BEGIN Page text

Police said the suspect, believed to be 30, crashed the car through a barricade and hit the officer at about 8:15 p.m. local time, sending him flying 15 feet into the air and against a police cruiser. The suspect then jumped out of the car, stabbed him and fled the scene on foot, police said.

Later that evening, police at a checkpoint identified a man driving a U-Haul vehicle as the owner of the Malibu.

The suspect fled the scene and deliberately attempted to hit pedestrians as police pursued him through downtown Edmonton, sending at least four people to the hospital with injuries, Knecht said.

Police arrested the suspect after the vehicle flipped over during the pursuit.

"We ask that our citizens remain vigilant and observant of their surroundings, and contact police should they notice any other unusual activities around the city," police said in the statement.

Canada has not experienced as much violence from extremist attacks as the United States and Western European nations, though there have been several deadly incidents in recent years.

END Page text

**Task requirements:**
1/ From the news report on the Edmonton attack, write out the passage starting with "Police arrested the" and going on through "in recent years.".
2/ Continue the news report on the Edmonton attack from its last sentence.

BEGIN Extracted information

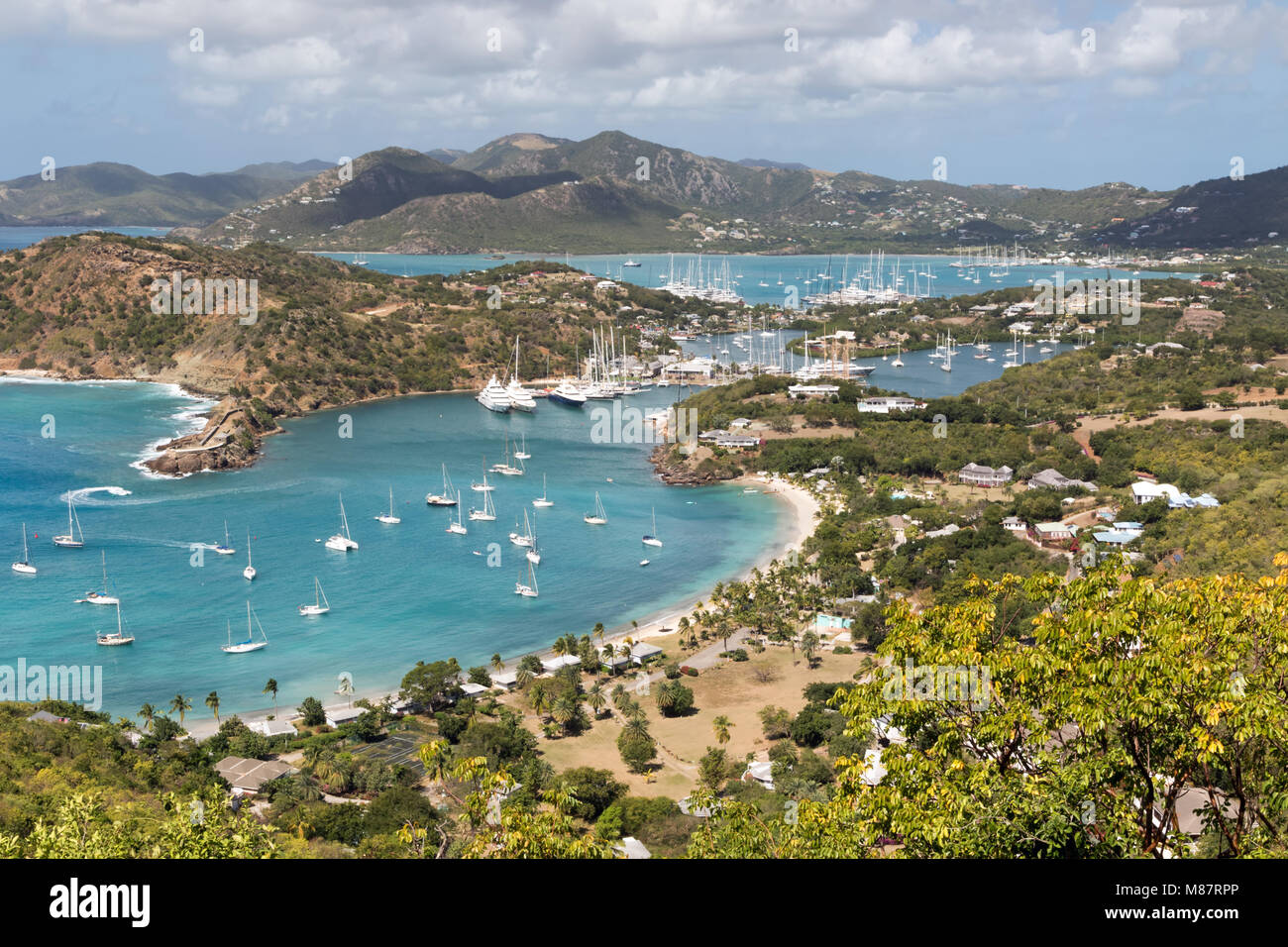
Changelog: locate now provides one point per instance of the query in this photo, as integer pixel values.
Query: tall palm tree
(721, 725)
(180, 705)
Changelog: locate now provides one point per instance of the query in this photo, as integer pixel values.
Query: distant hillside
(114, 195)
(326, 334)
(1214, 213)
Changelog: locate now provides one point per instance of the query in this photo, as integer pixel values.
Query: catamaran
(73, 530)
(493, 397)
(250, 643)
(342, 541)
(446, 497)
(320, 604)
(529, 589)
(115, 638)
(456, 525)
(102, 598)
(599, 517)
(541, 502)
(651, 539)
(389, 518)
(226, 549)
(568, 392)
(488, 513)
(250, 570)
(24, 565)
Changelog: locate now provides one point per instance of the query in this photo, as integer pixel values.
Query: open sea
(411, 591)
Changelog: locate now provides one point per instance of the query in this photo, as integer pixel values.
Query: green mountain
(1214, 213)
(114, 195)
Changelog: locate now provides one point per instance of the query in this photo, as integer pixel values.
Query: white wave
(82, 495)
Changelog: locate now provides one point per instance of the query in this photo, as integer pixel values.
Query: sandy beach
(804, 508)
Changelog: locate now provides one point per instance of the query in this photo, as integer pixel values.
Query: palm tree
(595, 698)
(721, 725)
(180, 705)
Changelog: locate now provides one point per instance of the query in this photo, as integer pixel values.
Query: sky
(1057, 94)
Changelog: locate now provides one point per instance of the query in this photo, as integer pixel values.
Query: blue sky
(1006, 90)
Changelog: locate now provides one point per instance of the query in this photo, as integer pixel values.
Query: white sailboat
(226, 549)
(541, 502)
(389, 518)
(250, 643)
(445, 499)
(488, 513)
(529, 589)
(320, 604)
(110, 639)
(250, 570)
(69, 540)
(24, 565)
(456, 525)
(342, 541)
(102, 598)
(651, 539)
(599, 517)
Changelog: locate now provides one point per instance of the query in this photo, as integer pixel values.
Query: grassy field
(735, 689)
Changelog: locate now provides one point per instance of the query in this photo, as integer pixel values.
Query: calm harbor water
(411, 591)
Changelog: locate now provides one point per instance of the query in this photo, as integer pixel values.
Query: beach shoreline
(799, 526)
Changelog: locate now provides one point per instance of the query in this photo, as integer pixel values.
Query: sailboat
(484, 487)
(488, 513)
(342, 541)
(250, 643)
(250, 570)
(102, 598)
(456, 525)
(529, 589)
(73, 530)
(599, 517)
(226, 549)
(533, 554)
(115, 638)
(24, 565)
(320, 604)
(389, 518)
(541, 502)
(651, 539)
(522, 539)
(446, 497)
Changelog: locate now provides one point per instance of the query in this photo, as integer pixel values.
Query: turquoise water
(919, 375)
(754, 269)
(412, 591)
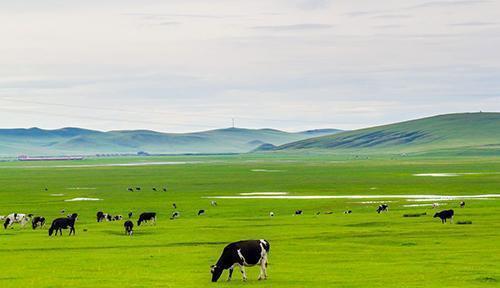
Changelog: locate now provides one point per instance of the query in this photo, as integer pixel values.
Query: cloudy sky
(184, 65)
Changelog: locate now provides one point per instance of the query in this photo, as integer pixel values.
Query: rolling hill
(70, 141)
(465, 131)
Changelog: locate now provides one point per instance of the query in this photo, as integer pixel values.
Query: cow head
(216, 272)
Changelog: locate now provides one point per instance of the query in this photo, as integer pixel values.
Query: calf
(382, 208)
(129, 226)
(37, 221)
(16, 218)
(63, 223)
(174, 215)
(445, 214)
(145, 217)
(242, 253)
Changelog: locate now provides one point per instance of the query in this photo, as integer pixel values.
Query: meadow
(362, 249)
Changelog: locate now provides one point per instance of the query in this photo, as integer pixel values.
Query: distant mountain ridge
(71, 141)
(480, 131)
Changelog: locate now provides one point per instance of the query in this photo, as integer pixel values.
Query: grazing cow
(175, 215)
(382, 208)
(146, 217)
(100, 216)
(63, 223)
(37, 221)
(16, 218)
(445, 214)
(129, 226)
(243, 253)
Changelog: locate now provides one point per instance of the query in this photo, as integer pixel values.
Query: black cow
(129, 226)
(100, 216)
(382, 208)
(174, 215)
(445, 214)
(145, 217)
(37, 221)
(63, 223)
(242, 253)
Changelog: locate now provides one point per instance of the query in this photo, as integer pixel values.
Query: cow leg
(230, 273)
(243, 273)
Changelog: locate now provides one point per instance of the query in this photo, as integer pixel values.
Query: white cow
(16, 218)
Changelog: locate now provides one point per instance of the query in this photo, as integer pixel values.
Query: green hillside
(465, 131)
(35, 141)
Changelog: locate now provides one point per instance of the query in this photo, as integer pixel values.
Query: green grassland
(364, 249)
(471, 133)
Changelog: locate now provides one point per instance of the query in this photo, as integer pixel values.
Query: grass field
(363, 249)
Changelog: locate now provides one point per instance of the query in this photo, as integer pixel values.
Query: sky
(189, 65)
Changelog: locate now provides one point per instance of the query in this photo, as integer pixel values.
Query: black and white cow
(129, 226)
(37, 221)
(16, 218)
(382, 208)
(146, 217)
(63, 223)
(445, 214)
(100, 216)
(242, 253)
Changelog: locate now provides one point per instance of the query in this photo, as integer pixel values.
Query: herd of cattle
(241, 253)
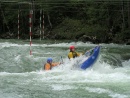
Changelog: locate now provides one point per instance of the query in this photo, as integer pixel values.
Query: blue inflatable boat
(92, 57)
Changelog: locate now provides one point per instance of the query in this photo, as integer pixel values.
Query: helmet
(49, 60)
(72, 47)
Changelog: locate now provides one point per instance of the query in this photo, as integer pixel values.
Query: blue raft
(92, 58)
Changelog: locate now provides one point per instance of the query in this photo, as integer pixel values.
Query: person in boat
(49, 64)
(73, 53)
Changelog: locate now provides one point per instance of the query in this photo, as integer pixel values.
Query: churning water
(22, 75)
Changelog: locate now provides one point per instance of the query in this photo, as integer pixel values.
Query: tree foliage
(107, 20)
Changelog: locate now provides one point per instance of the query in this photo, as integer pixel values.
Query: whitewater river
(21, 75)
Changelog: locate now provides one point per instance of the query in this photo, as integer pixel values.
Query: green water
(21, 75)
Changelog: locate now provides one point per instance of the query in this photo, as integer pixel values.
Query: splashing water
(22, 75)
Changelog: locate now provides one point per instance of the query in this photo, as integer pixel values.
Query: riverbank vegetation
(98, 21)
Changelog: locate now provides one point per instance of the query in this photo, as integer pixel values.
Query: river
(22, 74)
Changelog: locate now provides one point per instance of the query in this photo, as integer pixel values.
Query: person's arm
(70, 55)
(55, 64)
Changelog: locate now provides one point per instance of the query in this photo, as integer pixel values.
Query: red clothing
(49, 66)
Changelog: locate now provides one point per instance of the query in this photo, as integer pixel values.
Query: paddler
(49, 64)
(73, 53)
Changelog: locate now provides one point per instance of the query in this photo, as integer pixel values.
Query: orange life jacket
(49, 66)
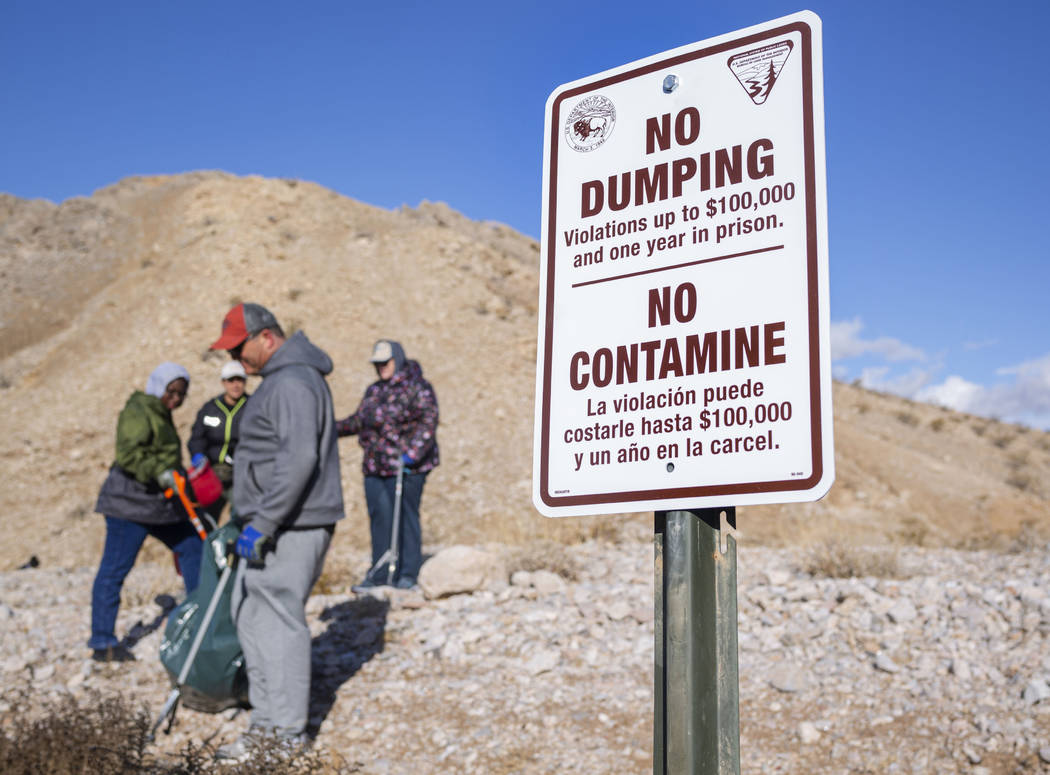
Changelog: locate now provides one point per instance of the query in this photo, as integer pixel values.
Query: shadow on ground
(355, 634)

END Extracted information

**Answer list:**
1/
Police arrested the suspect after the vehicle flipped over during the pursuit.

"We ask that our citizens remain vigilant and observant of their surroundings, and contact police should they notice any other unusual activities around the city," police said in the statement.

Canada has not experienced as much violence from extremist attacks as the United States and Western European nations, though there have been several deadly incidents in recent years.

2/
In January, a French-Canadian university student was charged with murder after six people were shot and killed inside a Quebec City mosque, in what the Canadian Prime Minister called “a terrorist attack.”

In August 2016, Canadian police raided an Ontario home and killed a man whom they said was a supporter of Islamic State. Police said the man, Aaron Driver, was in the final stages of preparing an attack on a Canadian city with a homemade bomb.

In 2014, Canada was stunned by two deadly attacks that police said were the work of homegrown radicals and led to tougher new anti-terrorism measures.

A gunman killed a soldier at Ottawa’s national war memorial before launching an attack on the Canadian Parliament in October 2014 while, in the same week, a man ran down two soldiers in Quebec, killing one. (Reporting by Jim Finkle in Toronto; Editing by Paul Simao and Amran Abocar)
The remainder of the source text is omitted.